* **GIVEN TASK**:
Retype the material that follows, keeping every word as it is.

* **DATASET ROWS**:

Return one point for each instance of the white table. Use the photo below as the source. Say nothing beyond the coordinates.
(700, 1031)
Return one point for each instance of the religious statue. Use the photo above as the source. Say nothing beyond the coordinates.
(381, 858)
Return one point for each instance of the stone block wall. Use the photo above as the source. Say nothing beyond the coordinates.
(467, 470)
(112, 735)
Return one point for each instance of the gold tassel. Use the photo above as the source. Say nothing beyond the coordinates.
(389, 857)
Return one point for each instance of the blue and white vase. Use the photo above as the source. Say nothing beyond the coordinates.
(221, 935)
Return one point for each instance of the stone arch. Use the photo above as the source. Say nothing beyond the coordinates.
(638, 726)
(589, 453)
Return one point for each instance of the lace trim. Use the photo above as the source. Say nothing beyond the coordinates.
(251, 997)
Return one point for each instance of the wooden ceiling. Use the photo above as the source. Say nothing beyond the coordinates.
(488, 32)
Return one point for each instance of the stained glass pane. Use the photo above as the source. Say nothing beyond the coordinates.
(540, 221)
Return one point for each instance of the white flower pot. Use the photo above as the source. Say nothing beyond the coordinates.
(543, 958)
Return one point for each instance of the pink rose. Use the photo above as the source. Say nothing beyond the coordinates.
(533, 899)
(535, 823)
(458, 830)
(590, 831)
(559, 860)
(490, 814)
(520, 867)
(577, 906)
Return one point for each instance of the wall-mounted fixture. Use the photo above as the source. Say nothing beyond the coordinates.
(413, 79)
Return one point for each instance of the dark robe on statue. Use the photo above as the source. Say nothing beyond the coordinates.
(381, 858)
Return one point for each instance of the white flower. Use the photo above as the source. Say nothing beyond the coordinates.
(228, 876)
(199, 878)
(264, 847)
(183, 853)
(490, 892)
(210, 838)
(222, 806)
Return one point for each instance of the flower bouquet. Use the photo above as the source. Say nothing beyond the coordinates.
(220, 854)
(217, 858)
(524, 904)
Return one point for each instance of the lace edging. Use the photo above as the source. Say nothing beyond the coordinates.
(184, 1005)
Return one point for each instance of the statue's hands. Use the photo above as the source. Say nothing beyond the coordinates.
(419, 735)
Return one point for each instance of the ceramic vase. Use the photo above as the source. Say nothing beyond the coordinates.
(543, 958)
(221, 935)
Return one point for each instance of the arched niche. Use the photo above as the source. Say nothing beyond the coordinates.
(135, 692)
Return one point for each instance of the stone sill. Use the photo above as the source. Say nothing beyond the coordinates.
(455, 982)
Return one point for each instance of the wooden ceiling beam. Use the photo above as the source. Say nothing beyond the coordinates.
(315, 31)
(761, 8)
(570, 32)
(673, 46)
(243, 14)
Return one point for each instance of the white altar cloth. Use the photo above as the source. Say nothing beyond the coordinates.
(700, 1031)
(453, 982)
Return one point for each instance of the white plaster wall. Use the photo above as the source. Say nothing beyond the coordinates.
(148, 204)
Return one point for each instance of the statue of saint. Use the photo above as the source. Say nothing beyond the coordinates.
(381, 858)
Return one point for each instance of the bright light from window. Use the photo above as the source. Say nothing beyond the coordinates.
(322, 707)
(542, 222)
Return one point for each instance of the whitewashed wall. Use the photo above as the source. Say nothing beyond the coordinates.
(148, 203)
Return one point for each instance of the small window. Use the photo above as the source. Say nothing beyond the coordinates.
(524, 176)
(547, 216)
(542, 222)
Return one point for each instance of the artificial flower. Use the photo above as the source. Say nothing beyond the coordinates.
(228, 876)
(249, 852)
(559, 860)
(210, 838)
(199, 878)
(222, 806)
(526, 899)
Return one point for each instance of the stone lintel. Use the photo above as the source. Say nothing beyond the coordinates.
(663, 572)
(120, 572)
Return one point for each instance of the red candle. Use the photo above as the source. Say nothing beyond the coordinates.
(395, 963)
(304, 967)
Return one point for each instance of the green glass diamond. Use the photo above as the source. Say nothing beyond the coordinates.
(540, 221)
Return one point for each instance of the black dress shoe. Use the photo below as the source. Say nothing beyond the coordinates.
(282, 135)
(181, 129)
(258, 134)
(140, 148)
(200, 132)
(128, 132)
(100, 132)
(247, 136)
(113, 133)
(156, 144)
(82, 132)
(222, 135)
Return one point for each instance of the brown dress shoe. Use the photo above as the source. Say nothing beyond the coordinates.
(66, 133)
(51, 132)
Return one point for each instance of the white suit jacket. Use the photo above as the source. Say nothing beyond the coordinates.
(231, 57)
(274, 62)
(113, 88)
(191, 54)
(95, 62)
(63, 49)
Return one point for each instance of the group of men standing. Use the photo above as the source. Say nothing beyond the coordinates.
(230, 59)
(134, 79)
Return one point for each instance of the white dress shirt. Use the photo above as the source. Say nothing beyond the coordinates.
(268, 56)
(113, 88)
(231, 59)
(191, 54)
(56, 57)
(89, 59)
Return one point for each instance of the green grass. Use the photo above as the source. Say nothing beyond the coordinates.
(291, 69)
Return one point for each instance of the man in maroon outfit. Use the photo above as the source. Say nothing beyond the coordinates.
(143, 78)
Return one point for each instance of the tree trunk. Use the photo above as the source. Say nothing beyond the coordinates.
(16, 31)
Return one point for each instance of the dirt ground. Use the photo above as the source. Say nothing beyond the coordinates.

* **ANSWER BELOW**:
Return one point for each instance of the white table. Use the photo below as the source. Say nothing beyond the coordinates.
(700, 1031)
Return one point for each instance of the religious statue. Use the photo above as the source. Say nothing beyond the coordinates.
(381, 858)
Return one point for each instance of the stone block wall. Use the photo above as the source. Say nothing beyond the coordinates.
(467, 470)
(112, 735)
Return one point for each instance of the gold tassel. Use the photo above as the source. Say nothing beyond the coordinates.
(389, 857)
Return one point for each instance of the blue and white vase. Use the photo above as the source. Say nothing beyond the coordinates.
(221, 935)
Return one point for each instance of the stone arch. Use the photo above as the source. Say nothing beyond the coordinates.
(638, 726)
(589, 453)
Return one point for each instance of the lace trim. Use the photo above as the source. Say nothing beyond the coordinates.
(251, 997)
Return one point for each instance of the wooden ceiling. Use the photo above as the source. Say nothing beyond the coordinates.
(488, 32)
Return one point for each instance of the stained glass pane. Use the photo above as the source. Say nothing beyond the coordinates.
(540, 221)
Return one point for each instance of the white flower pot. Use the photo above as the source. Say nothing beyond the coordinates.
(543, 958)
Return one point for each instance of the pink rose. Use the photo above as the source. Say nothing beyond the coordinates.
(533, 899)
(535, 823)
(458, 830)
(590, 831)
(559, 860)
(490, 814)
(520, 867)
(577, 906)
Return one point for each instance of the wall-mounted fixture. Use the photo above as the source. Say nothing beyond the coordinates.
(413, 79)
Return one point for each instance of the dark robe on statue. Use the photo above as the source. Say nothing beyond the coordinates.
(381, 858)
Return one point for each instance of the white flower. Use the photo above as the source. Say nothing beyond the coordinates.
(228, 876)
(199, 878)
(264, 847)
(183, 853)
(490, 892)
(210, 838)
(222, 806)
Return one point for each instance of the flower bouquet. Use the photo above as the source. Say nothing beyond the coordinates.
(220, 854)
(217, 858)
(524, 904)
Return one point for each instance of the lace edging. Use the photo above as the source. Say nothing beyond the coordinates.
(184, 1005)
Return one point for each instance of the statue's hands. Use the photo above as the source. Say nothing beyond the coordinates.
(419, 735)
Return one point for each instance of the ceramic vase. Use the photo above as the source. Say nothing beyond the coordinates.
(543, 958)
(221, 935)
Return one point for each instance of the arched niche. Use the photo above as the source. Say nothing beyond the coordinates.
(135, 692)
Return one point for each instance of the stone sill. Use the photo above as the source. Say nothing beyond the coordinates.
(455, 982)
Return one point for each instance of the wooden ceiling beam. Use the photo above as the source. Say nothing beyond the coordinates.
(315, 31)
(761, 8)
(570, 32)
(673, 46)
(243, 14)
Return one point for each instance of the white altar cloth. Use the photo above as the source. Say nothing beyond the coordinates.
(700, 1031)
(453, 982)
Return one point for each instance of the white plaster wall. Use the photo above as the source. Say nothing beyond the coordinates.
(148, 204)
Return one point for each instance of the statue of saint. Use the photo above as the source. Say nothing beyond the coordinates.
(381, 858)
Return one point for each instance of the bright light from window. Use the photo above as the source. Say nothing beyond the coordinates.
(322, 707)
(542, 222)
Return one point for each instance of the whitewashed wall. Use the photo above as the source. Say nothing beyond the coordinates.
(148, 203)
Return one point for each instance of the small window. Use the photo above as the source. Say nothing beyond the coordinates.
(524, 176)
(547, 216)
(542, 222)
Return one point for each instance of the artificial flower. Use the photo above as the source. Say nothing beyond the coordinates.
(228, 876)
(249, 852)
(559, 860)
(210, 838)
(199, 878)
(222, 806)
(526, 899)
Return one point for each instance of the stone lintel. Use the photo above as the source. Say nothing beyond the coordinates.
(663, 572)
(120, 572)
Return one point for each instance of the red candle. Use the photo above as the source. Say nothing beyond the coordinates.
(395, 963)
(304, 967)
Return one point for each instance of the green glass diamond. Use the photo above as the source. Say nothing beyond the coordinates.
(540, 221)
Return one point for each instance of the black dress shoe. Use the photo below as the source. Say nothing beyond the coordinates.
(282, 135)
(181, 129)
(258, 134)
(140, 148)
(200, 132)
(128, 132)
(100, 132)
(247, 136)
(113, 133)
(156, 144)
(82, 132)
(222, 135)
Return one point for each instance of the brown dress shoe. Use the photo above as the source. Say nothing beyond the coordinates.
(66, 133)
(51, 132)
Return one point for each instance of the white suit jacket. Use the photo above as the source. Say nothing beyond the coordinates.
(231, 57)
(274, 62)
(113, 88)
(191, 54)
(95, 62)
(63, 49)
Return one point for each instance of the group of men standing. Use the photo above as the source. Say nothing beyond the coordinates.
(230, 59)
(134, 79)
Return one point for each instance of the white dress shirt. Use the photo above as the source. Say nothing beyond the coordinates.
(268, 56)
(113, 88)
(231, 59)
(191, 54)
(56, 57)
(89, 59)
Return one point for each instance of the green grass. Use the photo above as the source. Say nothing beyond the coordinates.
(291, 69)
Return one point for each instance of the man in maroon outfit. Use the photo above as the source. Say nothing beyond the coordinates.
(143, 78)
Return one point for each instance of the tree trunk. Use the photo above as the source. Say nothing beyond the coordinates.
(16, 31)
Return one point for each instance of the dirt ground. Use the photo above as the source. Say nothing beyond the coordinates.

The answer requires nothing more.